- [SET TASK] Reproduce each of the following rows verbatim, with no changes.

Rows from a data collection:

● ● ●

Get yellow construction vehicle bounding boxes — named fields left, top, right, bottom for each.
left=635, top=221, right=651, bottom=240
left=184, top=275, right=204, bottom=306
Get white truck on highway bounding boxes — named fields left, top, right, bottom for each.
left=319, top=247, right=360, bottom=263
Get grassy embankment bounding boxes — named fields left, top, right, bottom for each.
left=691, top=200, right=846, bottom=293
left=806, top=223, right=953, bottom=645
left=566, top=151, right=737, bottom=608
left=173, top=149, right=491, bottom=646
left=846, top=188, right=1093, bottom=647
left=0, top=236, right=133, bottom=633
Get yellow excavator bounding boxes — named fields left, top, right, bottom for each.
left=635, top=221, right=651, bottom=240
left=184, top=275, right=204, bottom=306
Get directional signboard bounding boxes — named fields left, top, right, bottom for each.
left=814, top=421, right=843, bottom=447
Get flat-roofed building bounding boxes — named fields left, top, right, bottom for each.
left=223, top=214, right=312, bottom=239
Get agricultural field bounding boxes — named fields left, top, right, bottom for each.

● ● ●

- [TASK RESULT]
Get yellow construction vehicle bounding boxes — named fields left, top, right, bottom for each.
left=635, top=221, right=651, bottom=240
left=184, top=275, right=204, bottom=306
Get white truck on highway bounding boxes — named fields left, top, right, bottom for each.
left=319, top=247, right=360, bottom=263
Get grassy embankment bounding boxes — named fields left, top, right, bottom for each.
left=691, top=200, right=846, bottom=293
left=806, top=223, right=953, bottom=645
left=566, top=151, right=737, bottom=608
left=173, top=149, right=491, bottom=646
left=846, top=188, right=1093, bottom=647
left=0, top=236, right=133, bottom=633
Get yellow excavator bounding boxes — named fields left, top, right, bottom for each.
left=635, top=221, right=651, bottom=240
left=184, top=275, right=204, bottom=306
Get directional signboard bounding boxes — named fields left, top, right, bottom for each.
left=814, top=421, right=843, bottom=447
Get flat-roofed building bounding boxes — named fields left, top, right, bottom for each.
left=223, top=214, right=312, bottom=239
Get agricultural field bounding boxes — named fields left, top, right, bottom for each.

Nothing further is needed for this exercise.